▶ WHAT YOU HAVE TO DO
How many lines in the records below contain the string "grass"? Case counts, so match capitals and lowercase letters exactly, and reply with the number alone.

▶ RECORD EXCERPTS
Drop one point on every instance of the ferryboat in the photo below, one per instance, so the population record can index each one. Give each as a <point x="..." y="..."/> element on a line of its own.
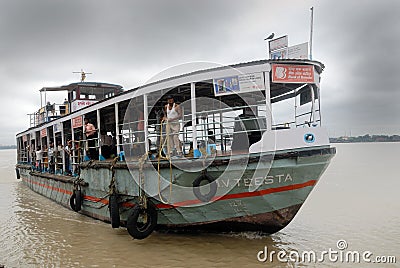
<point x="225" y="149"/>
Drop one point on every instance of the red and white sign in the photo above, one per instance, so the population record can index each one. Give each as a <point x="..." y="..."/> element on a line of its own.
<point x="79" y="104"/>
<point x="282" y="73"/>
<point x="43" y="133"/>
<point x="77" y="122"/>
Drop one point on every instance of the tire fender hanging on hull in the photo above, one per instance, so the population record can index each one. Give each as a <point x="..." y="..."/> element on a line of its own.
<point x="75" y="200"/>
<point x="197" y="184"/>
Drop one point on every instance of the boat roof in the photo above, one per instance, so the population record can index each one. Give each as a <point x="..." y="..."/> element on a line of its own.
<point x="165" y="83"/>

* * *

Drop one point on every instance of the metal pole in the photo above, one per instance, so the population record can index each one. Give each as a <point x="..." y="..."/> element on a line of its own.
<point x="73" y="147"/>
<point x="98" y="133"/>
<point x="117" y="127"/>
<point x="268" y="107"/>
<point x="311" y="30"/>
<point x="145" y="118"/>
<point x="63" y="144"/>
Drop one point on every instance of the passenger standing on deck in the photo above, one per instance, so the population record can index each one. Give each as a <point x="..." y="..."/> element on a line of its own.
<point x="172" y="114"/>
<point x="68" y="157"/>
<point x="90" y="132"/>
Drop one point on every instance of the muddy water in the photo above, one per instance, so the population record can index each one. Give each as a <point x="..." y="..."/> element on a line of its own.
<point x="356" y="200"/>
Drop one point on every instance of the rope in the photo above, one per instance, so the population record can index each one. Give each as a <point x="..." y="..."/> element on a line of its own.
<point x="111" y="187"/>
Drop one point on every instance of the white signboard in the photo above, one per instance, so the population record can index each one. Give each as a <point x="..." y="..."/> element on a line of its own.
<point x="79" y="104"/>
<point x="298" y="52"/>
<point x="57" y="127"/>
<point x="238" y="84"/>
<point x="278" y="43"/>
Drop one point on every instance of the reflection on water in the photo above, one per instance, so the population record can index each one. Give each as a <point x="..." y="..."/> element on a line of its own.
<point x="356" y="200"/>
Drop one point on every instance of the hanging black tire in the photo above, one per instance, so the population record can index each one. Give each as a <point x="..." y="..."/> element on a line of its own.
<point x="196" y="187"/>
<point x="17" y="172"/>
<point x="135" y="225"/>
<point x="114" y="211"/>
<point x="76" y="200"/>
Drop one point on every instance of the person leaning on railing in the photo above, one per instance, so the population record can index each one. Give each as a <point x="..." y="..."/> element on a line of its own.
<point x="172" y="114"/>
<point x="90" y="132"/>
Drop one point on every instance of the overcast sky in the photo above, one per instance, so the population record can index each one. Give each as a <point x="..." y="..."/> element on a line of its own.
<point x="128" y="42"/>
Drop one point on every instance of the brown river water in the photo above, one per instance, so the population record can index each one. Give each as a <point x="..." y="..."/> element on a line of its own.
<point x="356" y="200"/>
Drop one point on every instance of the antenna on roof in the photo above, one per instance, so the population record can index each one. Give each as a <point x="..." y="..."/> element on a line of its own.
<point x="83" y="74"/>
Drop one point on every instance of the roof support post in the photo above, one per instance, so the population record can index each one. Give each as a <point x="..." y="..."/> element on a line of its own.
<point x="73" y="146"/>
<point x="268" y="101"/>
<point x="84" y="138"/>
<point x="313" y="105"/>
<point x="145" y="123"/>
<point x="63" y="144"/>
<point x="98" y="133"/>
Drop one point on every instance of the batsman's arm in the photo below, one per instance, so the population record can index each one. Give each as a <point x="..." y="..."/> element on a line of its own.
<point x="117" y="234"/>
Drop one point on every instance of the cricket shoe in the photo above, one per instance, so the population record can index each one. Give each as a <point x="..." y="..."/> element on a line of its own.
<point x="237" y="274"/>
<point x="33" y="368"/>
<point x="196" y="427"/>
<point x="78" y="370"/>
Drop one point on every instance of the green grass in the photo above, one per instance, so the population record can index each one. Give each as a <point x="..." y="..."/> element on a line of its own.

▶ TASK SOLUTION
1